Where the line with "Tag every instance of the dandelion" appears in the records below, start there and transcribe each line exactly through the last.

[Stored data entries]
....

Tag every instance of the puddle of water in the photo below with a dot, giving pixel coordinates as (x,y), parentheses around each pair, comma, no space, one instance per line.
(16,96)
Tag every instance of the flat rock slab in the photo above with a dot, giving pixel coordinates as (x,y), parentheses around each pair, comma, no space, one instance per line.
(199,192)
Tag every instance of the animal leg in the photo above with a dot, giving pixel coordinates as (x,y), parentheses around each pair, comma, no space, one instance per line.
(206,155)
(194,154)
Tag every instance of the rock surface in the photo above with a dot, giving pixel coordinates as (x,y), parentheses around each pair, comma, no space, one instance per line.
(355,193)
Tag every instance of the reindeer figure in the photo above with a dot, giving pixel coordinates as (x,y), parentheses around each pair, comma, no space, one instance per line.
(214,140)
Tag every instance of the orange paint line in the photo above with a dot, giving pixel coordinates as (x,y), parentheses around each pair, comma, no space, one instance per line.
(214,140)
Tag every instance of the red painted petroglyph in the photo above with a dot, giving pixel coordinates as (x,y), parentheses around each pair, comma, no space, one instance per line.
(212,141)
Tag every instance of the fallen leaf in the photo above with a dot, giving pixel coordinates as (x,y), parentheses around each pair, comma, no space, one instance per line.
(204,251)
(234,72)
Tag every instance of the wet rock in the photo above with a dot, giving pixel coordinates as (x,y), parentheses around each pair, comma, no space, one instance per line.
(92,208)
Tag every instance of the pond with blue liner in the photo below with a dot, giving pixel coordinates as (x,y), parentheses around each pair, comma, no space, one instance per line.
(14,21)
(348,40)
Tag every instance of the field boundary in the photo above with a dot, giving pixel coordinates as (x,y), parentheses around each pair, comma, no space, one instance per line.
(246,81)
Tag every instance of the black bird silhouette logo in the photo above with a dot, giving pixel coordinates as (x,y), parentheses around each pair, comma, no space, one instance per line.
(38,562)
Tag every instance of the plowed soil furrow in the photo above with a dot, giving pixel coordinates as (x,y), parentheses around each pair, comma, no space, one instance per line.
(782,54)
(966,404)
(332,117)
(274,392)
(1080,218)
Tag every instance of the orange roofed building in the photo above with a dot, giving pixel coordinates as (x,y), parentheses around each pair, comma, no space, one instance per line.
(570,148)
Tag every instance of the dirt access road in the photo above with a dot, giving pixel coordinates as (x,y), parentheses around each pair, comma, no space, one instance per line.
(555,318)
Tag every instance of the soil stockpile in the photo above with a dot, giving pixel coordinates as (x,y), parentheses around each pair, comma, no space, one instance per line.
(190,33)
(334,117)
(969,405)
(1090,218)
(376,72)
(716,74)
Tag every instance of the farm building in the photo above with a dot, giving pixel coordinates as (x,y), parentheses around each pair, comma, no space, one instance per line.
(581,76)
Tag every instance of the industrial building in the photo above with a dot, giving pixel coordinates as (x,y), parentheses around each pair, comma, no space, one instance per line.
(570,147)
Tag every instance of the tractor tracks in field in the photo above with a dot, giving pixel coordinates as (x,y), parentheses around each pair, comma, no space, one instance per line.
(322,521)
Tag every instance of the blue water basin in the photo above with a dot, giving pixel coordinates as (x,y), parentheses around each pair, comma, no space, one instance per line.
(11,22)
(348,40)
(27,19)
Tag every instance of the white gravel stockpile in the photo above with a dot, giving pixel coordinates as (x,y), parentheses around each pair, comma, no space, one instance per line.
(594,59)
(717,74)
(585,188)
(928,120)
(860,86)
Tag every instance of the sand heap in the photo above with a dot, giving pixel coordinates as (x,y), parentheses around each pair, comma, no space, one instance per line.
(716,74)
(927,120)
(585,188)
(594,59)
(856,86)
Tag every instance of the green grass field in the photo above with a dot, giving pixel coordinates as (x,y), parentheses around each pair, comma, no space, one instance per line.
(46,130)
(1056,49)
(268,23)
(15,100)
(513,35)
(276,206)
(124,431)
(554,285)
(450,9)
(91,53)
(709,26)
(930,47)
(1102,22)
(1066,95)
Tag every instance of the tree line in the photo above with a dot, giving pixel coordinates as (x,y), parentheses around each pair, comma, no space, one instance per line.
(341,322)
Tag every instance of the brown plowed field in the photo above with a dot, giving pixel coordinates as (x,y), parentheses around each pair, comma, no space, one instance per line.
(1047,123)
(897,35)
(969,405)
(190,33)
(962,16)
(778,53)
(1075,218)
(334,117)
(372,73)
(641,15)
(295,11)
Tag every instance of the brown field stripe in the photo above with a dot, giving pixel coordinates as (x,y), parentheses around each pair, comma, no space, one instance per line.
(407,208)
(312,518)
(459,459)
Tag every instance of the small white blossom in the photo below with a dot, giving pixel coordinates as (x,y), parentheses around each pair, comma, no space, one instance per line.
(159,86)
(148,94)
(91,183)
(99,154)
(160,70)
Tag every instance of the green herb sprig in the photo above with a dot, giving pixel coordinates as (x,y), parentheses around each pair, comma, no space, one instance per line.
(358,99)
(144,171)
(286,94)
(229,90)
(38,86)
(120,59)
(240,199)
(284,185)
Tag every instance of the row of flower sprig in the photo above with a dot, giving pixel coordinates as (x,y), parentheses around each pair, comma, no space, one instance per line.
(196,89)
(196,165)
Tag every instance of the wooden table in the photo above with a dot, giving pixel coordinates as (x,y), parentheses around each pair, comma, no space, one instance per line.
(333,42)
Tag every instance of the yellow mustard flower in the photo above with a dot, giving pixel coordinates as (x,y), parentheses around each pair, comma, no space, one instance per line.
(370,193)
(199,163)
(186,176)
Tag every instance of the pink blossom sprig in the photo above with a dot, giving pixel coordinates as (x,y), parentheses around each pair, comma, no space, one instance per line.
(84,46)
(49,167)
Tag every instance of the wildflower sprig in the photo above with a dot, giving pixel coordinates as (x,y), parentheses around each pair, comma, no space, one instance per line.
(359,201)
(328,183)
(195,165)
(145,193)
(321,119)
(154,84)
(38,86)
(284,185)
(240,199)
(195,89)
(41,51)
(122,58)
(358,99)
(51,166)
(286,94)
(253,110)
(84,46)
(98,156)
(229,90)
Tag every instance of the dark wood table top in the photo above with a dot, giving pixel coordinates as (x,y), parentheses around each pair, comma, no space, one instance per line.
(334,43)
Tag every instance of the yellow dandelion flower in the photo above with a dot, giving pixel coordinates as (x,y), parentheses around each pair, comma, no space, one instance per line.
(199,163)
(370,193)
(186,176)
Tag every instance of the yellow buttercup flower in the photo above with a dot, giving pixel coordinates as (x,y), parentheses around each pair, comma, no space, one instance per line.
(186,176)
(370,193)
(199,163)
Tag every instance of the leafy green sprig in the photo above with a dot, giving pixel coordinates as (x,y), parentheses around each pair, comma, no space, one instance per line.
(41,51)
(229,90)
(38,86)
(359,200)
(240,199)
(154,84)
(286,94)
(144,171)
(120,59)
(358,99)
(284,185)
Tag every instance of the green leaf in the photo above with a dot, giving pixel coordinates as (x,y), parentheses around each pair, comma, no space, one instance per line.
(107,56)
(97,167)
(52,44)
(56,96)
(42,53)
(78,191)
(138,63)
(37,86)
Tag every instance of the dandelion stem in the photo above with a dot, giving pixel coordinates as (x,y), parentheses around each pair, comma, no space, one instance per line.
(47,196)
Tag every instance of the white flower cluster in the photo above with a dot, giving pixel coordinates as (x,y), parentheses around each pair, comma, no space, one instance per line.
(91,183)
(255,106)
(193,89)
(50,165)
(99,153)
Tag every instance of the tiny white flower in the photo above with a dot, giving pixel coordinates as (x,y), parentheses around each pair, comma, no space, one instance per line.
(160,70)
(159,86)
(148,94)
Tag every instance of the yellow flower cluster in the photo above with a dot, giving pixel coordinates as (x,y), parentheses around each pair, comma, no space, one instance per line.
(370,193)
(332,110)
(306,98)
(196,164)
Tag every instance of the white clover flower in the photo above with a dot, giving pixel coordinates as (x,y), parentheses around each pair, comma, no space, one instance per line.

....

Solution to the problem:
Tag every instance of the dandelion stem in the photo above with a dot, giving pixel coordinates as (x,y), parentheses around each pair, comma, no space, one instance per line.
(47,196)
Tag every instance of the white flower cluster in the photo above with a dot, giving pixel coordinates as (x,y), parentheses around each pair, comma, no space, one instance per line.
(91,183)
(255,106)
(193,89)
(50,165)
(99,153)
Tag every instance of the tiny white flower in the photo above with a dot, giving pixel coordinates as (x,y), parentheses around each pair, comma, no space, one instance per line.
(160,70)
(159,86)
(148,94)
Tag every instance of the yellow flower cluster in the photo above with a dot, giving pixel coordinates as (x,y), parentheses around each pair, comma, no space, one instance per line.
(370,193)
(332,110)
(306,98)
(196,164)
Tag every instance of the white clover flower in the photo above with a dot, giving pixel coordinates as (x,y), parentheses around each pair, comma, no space, one instance per line.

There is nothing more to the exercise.